Task prompt:
Return each line of the entries below that contains the string "snow". Matching is case-sensitive.

# START OF Record excerpts

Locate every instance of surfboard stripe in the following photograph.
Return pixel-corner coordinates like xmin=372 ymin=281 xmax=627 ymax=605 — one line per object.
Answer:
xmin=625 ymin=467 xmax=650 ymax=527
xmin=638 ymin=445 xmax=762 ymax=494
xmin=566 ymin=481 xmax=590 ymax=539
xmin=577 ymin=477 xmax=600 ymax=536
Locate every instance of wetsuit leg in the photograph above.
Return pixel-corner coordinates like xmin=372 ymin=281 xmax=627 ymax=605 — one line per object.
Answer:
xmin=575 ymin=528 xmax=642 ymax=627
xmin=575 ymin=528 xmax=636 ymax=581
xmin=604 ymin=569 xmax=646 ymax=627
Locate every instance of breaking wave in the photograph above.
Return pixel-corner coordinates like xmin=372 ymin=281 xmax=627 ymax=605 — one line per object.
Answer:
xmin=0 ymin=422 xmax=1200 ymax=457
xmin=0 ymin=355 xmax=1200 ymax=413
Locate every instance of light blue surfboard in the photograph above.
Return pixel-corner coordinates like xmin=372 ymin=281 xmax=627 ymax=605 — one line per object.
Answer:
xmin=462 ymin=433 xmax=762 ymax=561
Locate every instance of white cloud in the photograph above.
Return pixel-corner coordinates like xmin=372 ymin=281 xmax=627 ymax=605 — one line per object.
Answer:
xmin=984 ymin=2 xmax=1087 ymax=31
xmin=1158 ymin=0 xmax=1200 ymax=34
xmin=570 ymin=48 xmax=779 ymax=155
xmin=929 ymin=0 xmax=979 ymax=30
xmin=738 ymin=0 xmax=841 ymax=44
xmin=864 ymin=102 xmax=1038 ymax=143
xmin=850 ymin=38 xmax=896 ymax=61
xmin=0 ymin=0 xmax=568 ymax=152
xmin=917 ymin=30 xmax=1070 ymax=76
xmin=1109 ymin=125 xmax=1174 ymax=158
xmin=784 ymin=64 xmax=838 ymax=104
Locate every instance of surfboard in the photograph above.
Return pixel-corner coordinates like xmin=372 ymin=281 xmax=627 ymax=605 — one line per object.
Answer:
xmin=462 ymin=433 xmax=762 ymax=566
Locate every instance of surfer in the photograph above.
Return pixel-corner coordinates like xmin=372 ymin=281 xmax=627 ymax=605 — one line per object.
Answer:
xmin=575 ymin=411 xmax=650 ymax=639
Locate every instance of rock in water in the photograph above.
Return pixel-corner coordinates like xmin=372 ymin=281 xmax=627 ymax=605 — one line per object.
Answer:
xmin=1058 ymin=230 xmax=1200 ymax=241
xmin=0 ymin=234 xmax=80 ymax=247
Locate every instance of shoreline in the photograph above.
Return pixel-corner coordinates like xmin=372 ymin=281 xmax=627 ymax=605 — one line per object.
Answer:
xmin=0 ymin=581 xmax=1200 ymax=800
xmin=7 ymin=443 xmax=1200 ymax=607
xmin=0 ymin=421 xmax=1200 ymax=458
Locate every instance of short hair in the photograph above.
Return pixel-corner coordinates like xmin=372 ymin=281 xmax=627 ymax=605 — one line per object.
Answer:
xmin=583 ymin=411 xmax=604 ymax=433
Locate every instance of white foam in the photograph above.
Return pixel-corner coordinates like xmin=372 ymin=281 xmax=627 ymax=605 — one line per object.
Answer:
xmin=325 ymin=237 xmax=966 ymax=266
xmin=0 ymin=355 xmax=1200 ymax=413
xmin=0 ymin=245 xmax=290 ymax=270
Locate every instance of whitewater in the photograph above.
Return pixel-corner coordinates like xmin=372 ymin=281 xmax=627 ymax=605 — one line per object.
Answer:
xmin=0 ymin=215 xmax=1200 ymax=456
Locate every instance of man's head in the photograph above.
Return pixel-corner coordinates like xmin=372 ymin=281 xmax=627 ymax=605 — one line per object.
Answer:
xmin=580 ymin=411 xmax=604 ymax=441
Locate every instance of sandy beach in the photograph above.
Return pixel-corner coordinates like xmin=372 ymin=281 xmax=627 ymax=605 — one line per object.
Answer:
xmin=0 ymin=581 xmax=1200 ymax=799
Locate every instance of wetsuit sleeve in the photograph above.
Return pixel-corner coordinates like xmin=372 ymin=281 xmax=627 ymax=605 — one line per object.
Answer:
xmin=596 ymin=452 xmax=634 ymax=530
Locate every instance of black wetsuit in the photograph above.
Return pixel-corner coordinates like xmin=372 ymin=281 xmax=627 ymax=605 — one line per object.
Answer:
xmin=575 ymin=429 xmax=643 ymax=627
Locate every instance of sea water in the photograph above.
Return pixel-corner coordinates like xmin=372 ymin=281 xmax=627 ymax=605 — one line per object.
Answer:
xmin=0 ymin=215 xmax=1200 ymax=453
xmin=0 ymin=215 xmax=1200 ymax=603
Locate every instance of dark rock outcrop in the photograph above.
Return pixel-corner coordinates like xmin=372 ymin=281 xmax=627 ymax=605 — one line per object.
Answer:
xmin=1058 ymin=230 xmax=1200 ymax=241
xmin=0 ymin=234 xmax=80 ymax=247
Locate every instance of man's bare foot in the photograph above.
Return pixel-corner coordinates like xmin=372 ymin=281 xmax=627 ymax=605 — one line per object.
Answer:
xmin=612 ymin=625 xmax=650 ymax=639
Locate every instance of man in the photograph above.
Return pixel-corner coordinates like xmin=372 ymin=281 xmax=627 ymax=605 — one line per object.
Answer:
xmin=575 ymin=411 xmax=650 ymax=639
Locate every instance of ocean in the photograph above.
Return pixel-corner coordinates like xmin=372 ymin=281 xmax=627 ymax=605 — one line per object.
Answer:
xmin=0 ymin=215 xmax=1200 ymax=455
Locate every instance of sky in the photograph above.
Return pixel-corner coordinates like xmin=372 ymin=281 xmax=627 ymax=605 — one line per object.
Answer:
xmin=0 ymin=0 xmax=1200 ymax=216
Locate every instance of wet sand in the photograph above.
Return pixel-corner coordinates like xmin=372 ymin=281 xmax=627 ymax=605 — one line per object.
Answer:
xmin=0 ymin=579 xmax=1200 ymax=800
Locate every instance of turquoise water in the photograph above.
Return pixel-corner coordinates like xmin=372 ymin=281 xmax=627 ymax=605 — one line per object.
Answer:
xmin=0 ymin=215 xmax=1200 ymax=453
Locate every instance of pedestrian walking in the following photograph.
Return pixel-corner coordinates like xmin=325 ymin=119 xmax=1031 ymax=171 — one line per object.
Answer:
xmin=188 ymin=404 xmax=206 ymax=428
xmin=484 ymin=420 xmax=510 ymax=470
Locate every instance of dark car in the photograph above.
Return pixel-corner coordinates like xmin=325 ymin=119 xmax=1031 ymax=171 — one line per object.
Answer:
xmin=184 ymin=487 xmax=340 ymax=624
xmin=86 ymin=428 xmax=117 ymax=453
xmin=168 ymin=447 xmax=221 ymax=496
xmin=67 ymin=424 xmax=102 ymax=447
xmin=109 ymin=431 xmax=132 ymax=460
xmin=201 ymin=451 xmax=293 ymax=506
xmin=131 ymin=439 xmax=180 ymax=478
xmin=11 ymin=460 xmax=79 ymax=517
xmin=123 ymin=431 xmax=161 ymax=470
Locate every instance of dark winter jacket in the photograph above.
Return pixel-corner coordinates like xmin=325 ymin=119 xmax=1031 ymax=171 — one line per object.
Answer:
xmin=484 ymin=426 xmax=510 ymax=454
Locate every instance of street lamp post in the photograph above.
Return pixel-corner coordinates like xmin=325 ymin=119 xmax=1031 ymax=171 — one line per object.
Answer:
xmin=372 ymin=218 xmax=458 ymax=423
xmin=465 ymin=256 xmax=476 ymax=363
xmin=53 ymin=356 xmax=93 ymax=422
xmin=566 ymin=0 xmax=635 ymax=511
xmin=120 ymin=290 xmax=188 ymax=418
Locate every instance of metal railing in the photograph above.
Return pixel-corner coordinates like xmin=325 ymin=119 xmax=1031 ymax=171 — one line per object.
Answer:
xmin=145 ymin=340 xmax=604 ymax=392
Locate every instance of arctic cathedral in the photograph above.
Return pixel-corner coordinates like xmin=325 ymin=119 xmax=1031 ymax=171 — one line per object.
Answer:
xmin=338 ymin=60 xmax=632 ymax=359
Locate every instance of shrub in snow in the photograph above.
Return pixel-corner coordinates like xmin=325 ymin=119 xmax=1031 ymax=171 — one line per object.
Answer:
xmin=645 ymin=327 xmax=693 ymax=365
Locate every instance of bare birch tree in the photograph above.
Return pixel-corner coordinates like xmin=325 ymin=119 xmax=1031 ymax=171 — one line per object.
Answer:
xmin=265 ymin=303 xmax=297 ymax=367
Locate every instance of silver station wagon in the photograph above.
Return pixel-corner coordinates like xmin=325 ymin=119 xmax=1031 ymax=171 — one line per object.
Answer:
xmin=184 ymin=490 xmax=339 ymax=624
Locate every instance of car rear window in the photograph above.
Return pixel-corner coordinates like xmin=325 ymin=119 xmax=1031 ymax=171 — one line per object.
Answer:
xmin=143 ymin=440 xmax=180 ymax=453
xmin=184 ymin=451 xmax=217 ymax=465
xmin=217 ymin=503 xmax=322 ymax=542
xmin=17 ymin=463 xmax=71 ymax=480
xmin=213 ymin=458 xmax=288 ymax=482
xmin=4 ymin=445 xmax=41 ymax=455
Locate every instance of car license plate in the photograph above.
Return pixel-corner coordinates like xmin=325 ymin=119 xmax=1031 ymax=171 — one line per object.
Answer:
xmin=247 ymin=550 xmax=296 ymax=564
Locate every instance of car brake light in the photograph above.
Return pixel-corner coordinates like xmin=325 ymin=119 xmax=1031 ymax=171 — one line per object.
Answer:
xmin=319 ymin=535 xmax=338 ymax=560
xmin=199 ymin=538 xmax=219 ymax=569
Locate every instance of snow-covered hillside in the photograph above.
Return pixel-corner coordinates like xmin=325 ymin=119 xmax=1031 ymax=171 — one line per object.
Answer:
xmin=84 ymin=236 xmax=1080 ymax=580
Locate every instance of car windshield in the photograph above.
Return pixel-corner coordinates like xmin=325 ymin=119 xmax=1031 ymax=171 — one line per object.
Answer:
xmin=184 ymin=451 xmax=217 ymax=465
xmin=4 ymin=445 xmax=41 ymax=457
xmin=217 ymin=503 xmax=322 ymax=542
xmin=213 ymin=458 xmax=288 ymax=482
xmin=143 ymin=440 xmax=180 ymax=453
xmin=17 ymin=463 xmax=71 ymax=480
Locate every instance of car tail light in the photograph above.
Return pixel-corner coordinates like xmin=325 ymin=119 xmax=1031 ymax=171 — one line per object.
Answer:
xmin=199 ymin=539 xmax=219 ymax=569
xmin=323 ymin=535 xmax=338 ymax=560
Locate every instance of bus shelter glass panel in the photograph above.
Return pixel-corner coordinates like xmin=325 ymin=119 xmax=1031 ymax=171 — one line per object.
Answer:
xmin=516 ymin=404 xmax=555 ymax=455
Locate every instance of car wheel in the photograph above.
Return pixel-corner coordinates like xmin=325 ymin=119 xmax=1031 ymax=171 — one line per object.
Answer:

# END OF Record excerpts

Full solution:
Locate every instance of shrub in snow in the photograph above.
Locate every instance of snow-covered hillside in the photograph above.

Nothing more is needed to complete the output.